■ **Available data**:
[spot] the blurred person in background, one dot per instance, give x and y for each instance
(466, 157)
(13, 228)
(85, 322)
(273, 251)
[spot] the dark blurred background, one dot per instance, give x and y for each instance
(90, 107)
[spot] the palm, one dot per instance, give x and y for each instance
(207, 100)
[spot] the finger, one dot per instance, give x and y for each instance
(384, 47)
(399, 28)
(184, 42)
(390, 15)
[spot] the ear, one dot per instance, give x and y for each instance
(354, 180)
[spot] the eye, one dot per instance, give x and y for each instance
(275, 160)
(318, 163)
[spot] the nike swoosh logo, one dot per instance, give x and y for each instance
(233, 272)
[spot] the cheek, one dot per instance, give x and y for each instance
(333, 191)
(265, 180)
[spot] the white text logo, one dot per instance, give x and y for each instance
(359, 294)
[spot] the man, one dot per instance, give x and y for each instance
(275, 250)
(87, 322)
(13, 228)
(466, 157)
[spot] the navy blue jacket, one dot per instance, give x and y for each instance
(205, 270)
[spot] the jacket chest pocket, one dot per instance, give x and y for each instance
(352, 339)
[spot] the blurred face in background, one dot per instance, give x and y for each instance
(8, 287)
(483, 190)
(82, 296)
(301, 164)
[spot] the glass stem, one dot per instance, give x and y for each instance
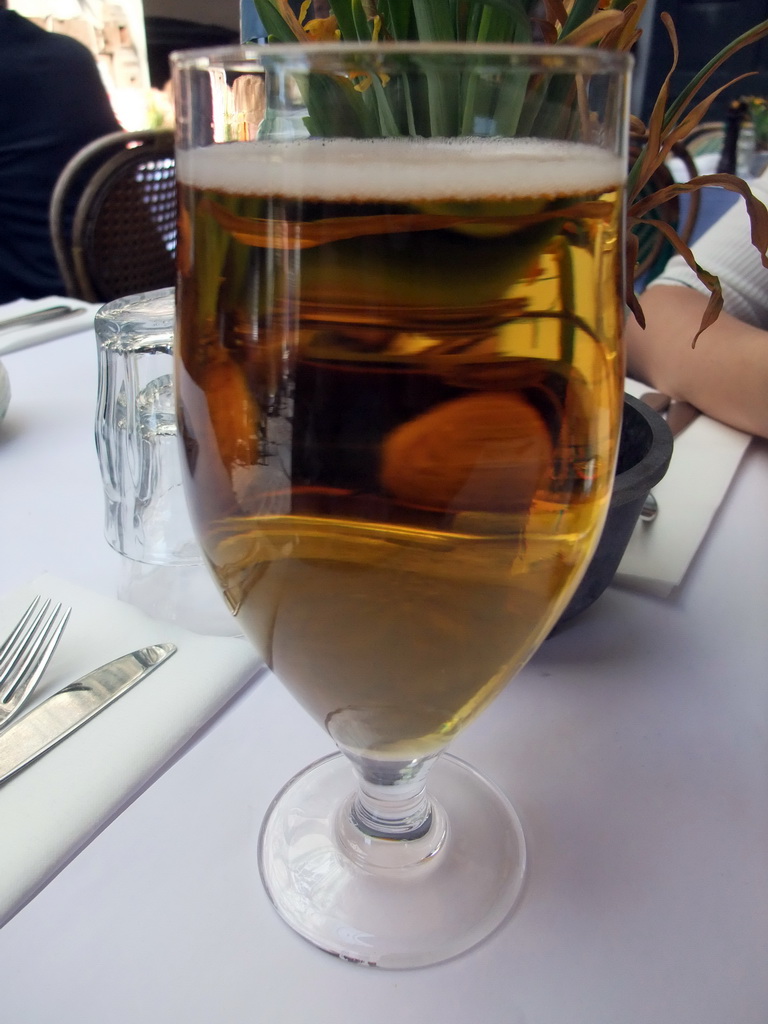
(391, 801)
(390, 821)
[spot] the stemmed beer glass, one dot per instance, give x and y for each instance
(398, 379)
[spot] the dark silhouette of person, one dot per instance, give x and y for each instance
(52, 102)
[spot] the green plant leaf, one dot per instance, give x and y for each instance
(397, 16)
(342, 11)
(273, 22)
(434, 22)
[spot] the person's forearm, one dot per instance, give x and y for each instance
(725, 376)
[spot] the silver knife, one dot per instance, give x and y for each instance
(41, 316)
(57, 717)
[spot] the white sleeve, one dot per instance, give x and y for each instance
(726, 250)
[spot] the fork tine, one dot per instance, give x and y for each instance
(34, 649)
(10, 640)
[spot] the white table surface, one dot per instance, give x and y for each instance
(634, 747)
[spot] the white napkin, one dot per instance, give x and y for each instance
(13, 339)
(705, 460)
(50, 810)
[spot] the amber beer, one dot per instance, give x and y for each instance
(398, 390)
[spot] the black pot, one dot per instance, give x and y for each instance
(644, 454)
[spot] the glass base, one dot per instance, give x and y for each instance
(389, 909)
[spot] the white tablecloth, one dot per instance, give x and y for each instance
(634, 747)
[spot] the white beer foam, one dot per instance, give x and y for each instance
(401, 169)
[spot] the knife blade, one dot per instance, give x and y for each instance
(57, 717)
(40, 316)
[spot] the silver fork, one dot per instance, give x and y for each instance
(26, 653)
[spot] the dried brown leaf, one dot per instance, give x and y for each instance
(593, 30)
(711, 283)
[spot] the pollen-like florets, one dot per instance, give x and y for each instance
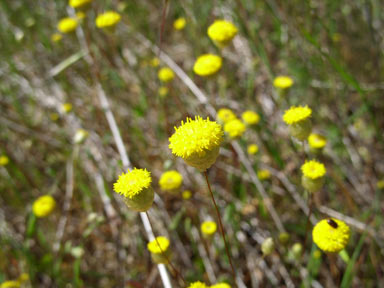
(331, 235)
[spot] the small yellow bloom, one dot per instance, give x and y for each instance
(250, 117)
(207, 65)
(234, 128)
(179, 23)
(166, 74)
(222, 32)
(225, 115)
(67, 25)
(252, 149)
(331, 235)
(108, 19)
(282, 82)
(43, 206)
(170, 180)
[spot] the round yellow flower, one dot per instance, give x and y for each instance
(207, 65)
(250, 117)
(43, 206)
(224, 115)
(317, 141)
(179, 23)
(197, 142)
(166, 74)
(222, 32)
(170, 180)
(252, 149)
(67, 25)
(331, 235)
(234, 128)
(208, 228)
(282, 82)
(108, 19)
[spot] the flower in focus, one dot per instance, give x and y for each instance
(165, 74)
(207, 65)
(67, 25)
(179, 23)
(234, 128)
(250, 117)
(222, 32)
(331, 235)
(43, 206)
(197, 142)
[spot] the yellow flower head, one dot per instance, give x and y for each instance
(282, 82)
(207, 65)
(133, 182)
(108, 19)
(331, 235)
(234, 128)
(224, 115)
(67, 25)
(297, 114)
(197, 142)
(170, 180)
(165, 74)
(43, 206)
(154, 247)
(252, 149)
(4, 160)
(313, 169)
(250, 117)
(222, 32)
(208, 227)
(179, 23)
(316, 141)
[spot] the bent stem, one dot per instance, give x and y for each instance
---
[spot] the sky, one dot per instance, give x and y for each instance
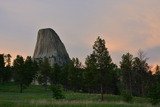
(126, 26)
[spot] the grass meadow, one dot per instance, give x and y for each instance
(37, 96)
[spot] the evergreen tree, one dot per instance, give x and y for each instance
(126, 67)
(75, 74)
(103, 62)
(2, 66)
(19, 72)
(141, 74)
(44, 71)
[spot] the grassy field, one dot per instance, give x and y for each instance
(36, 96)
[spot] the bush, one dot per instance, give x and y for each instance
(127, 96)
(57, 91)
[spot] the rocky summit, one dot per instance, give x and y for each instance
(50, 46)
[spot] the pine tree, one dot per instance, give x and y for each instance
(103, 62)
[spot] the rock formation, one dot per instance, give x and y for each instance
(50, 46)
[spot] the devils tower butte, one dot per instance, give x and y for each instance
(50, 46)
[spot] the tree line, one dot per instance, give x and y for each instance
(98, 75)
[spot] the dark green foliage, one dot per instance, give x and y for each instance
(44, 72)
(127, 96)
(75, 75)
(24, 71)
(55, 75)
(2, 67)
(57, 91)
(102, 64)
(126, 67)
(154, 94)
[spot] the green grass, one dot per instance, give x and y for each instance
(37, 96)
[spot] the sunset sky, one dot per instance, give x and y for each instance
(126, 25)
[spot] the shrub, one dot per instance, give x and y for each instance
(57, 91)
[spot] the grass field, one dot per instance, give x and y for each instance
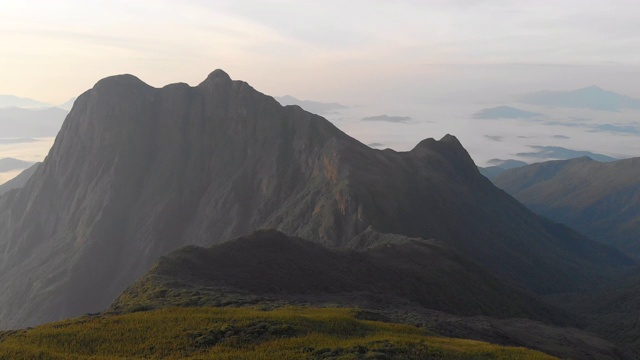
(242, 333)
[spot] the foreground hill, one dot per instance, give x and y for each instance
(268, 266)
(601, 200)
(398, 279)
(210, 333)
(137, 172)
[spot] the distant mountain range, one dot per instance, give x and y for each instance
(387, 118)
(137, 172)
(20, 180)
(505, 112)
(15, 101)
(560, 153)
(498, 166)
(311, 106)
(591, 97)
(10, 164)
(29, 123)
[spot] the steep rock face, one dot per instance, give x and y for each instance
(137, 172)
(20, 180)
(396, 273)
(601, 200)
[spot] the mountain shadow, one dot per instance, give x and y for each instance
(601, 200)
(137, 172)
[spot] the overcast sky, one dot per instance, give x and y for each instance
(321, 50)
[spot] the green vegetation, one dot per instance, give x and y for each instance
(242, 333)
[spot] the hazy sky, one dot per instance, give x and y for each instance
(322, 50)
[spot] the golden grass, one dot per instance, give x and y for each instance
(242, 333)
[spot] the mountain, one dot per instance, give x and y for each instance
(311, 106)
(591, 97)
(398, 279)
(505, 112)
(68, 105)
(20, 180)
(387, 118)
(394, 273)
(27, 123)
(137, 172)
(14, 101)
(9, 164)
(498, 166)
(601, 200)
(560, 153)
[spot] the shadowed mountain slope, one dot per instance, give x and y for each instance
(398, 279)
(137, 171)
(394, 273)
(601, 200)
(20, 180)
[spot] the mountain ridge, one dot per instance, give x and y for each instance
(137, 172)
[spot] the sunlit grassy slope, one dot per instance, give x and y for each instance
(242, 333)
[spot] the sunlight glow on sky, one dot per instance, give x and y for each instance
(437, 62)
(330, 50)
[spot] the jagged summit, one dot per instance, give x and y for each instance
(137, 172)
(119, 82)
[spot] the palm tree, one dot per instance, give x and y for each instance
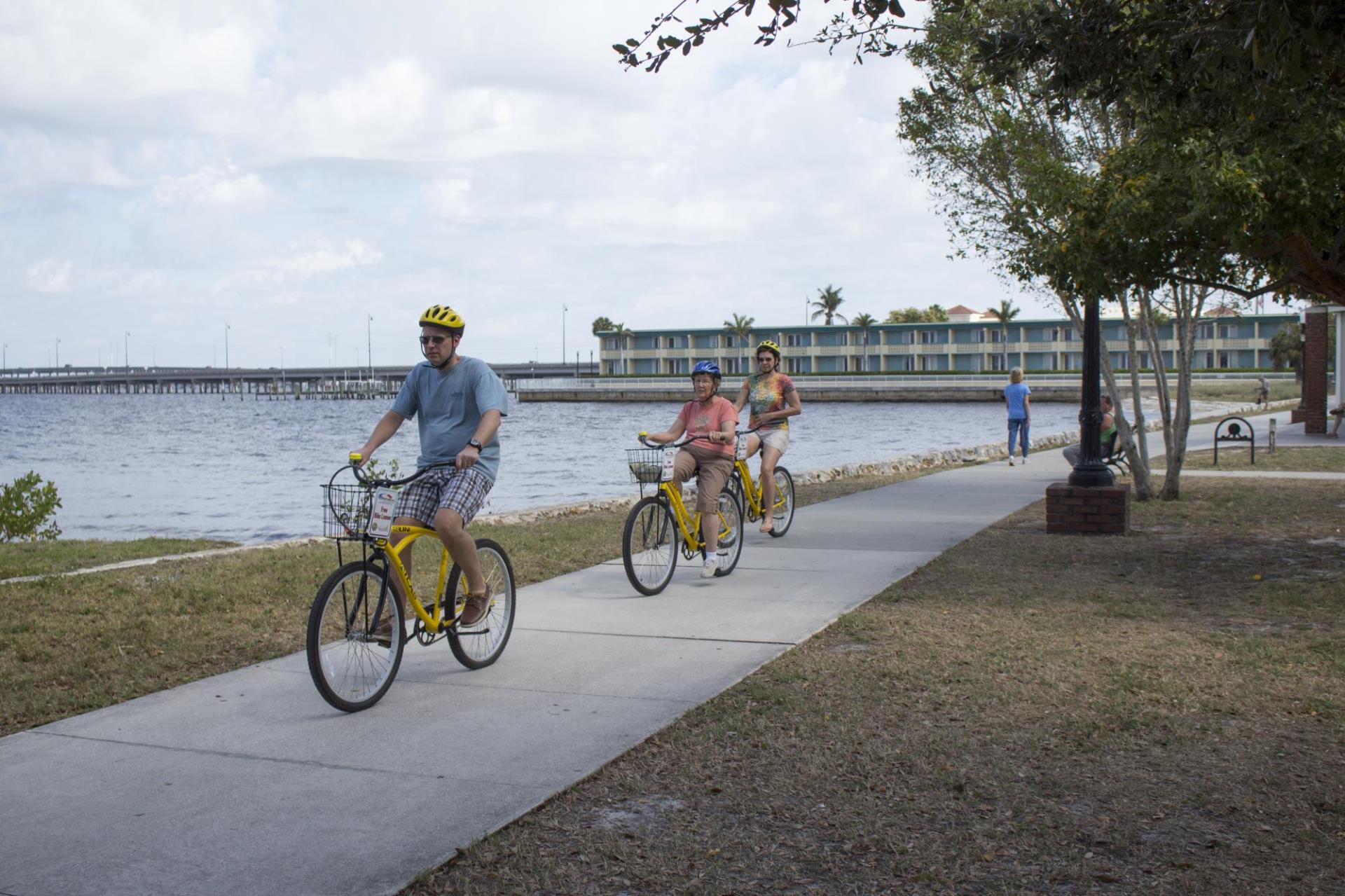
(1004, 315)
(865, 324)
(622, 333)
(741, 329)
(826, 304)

■ **Assigned task**: Transcribe, from the material above, the stretch starting at the line with "[spot] the black" and ending at the line with "[spot] the bent", both included, exactly. Do not carry over pictures.

■ **Result of the task**:
[spot] the black pot, one dot per instance, give x and y for each instance
(644, 454)
[spot] the glass base, one dot per instance, give x and y for each instance
(389, 909)
[spot] the white tablecloth, one dot per instance, give x and y for each instance
(634, 747)
[spot] the white beer foam, one dot per instance, give x and y for each instance
(401, 169)
[spot] the knife blade, one dot per instance, give x and y for each instance
(57, 717)
(40, 316)
[spot] the silver fork, one dot per instance, give x and y for each instance
(26, 653)
[spot] the dried brown leaf, one dot per instance, give x and y for each instance
(593, 30)
(711, 283)
[spot] the pollen-like florets, one dot per instance, give x and y for each instance
(331, 235)
[spot] the small yellow bloom, one dot per instance, give x and y for each instance
(250, 117)
(207, 65)
(234, 128)
(179, 23)
(166, 74)
(222, 32)
(225, 115)
(67, 25)
(252, 149)
(331, 235)
(108, 19)
(282, 82)
(43, 206)
(170, 180)
[spot] the round yellow flower, one dot per instance, give x and y for each instance
(207, 65)
(250, 117)
(43, 206)
(224, 115)
(317, 141)
(179, 23)
(197, 142)
(166, 74)
(222, 32)
(170, 180)
(252, 149)
(67, 25)
(331, 235)
(234, 128)
(208, 228)
(282, 82)
(108, 19)
[spot] the flower in focus, one dot per instance, give x and y for each instance
(165, 74)
(207, 65)
(67, 25)
(179, 23)
(234, 128)
(250, 117)
(222, 32)
(331, 235)
(43, 206)
(197, 142)
[spot] the yellow flower head, one dot per instance, give x and y for each instance
(282, 82)
(207, 65)
(133, 182)
(108, 19)
(331, 235)
(234, 128)
(224, 115)
(67, 25)
(297, 114)
(197, 142)
(170, 180)
(165, 74)
(43, 206)
(154, 247)
(252, 149)
(4, 160)
(313, 169)
(250, 117)
(222, 32)
(208, 227)
(179, 23)
(316, 141)
[spot] the bent stem, one dot per instance, give x and y for each instance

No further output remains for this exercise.